# SHORT TASK 1:
Copy the records from the line containing "Could you please identify the sand" through the end of the records, requests included, and give only those lines. Shift every x and y coordinate in the answers up by 110.

# SOURCE EXCERPT:
┌──

Tyler Farrar (Garmin-Transitions) is not participating, but other North Americans include Michael Barry (Sky), Dominique Rollin (Cervélo) – both of whom had excellent performances at Paris-Roubaix on Sunday – along with Kirk Carlsen, Steven Cozza and Danny Pate (all Garmin-Transitions) and Bjorn Selander (RadioShack). BMC is bringing Chad Beyer, Brent Bookwalter, Jeff Louder and John Murphy.


51st GP du Denain (1.1)

April 15 – France

Three-time defending champion Jimmy Casper (Saur-Sojasun) will be leading the field for this mid-week French race favoring the sprinters. Edvald Boasson Hagen won this race in his rookie 2008 season. The course is held near Valenciennes, drawing all the top French teams.


25th Tour de Finistère (1.1)

April 17 – France

Another mid-week French races, this time starting and finishing in Quimper in the hilly and windy Bretagne region of western France. A tougher challenge than Denain, the route favors the attackers and aggressive riding.


8th Ronde van Gelderland (1.2.)

April 17 – Holland

Women’s racing continues in Holland which will see some big names taking part. Cervélo and HTC-Columbia continue their fight to try dominate the racing, with Ina-Yoko Teutenberg as defending champion. Evelyn Stephens and Kim Anderson start for HTC-Columbia with the Canadian national team clicking in for the race.


45th Amstel Gold Race (PT)

April 18 – Holland

Held on the narrow, wind-buffeted farm roads of the Holland’s hilly Limburg region, Amstel Gold Race marks the opening of Ardennes week. Though purists will point out that the Limburg is geographically distinct from the Ardennes, it keeps things simple for headline writers and race promoters.

Road work could have a major impact on the race near Eys, where riders will be forced to climb the fearsome Eyserbosweg climb twice: first at 160km and a second time at 237km. The number of climbs remains the same at 31 and the distance will be a gut-busting 257.8km.

The race otherwise remains unchanged since the finish line was moved to the Cauberg hill-top finish near Valkenberg. The course traces a series of loops that looks like a plate of spaghetti, which a nerve-rattling endless string of tight corners.

└──

# SHORT TASK 2:
Quote the race preview text from "51st GP du Denain" to "and aggressive riding." word for word.

# STORED RECORDS:
┌──

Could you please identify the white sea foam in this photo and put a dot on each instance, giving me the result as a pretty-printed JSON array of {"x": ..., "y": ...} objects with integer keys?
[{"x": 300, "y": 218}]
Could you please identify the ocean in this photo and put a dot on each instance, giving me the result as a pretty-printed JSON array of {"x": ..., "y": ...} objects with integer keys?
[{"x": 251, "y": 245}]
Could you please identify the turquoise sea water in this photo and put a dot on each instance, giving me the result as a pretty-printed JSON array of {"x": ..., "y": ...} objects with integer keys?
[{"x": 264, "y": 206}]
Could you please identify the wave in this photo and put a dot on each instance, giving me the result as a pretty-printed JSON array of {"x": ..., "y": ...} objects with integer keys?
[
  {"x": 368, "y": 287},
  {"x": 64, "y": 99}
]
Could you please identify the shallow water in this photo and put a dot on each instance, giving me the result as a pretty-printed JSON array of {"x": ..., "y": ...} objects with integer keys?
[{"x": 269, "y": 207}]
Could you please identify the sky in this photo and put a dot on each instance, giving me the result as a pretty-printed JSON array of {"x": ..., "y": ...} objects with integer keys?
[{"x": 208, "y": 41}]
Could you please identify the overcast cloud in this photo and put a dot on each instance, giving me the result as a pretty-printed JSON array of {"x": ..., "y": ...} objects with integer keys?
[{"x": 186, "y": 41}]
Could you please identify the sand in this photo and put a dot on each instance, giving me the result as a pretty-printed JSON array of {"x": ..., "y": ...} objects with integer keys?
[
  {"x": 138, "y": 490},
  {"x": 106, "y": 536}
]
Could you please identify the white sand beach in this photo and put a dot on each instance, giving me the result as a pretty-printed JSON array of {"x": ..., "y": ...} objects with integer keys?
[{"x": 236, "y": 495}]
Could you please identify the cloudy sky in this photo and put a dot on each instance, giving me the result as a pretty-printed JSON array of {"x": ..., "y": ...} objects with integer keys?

└──

# WRITTEN SOLUTION 1:
Could you please identify the sand in this photo and put a dot on each instance, giving me the result as a pretty-printed JSON array of {"x": ..., "y": ...} objects with integer keys?
[
  {"x": 248, "y": 600},
  {"x": 216, "y": 646}
]
Could you please identify the white sand beach in this photo and put a dot on each instance, giving me the result as a pretty-printed JSON array of {"x": ..., "y": ...} objects with integer keys?
[{"x": 346, "y": 605}]
Could you please identify the cloudy sky in this photo and put a dot on each instance, giving me the result as a pretty-printed JSON array of {"x": ..., "y": ...} objects with integer keys?

# WRITTEN SOLUTION 2:
51st GP du Denain (1.1)

April 15 – France

Three-time defending champion Jimmy Casper (Saur-Sojasun) will be leading the field for this mid-week French race favoring the sprinters. Edvald Boasson Hagen won this race in his rookie 2008 season. The course is held near Valenciennes, drawing all the top French teams.


25th Tour de Finistère (1.1)

April 17 – France

Another mid-week French races, this time starting and finishing in Quimper in the hilly and windy Bretagne region of western France. A tougher challenge than Denain, the route favors the attackers and aggressive riding.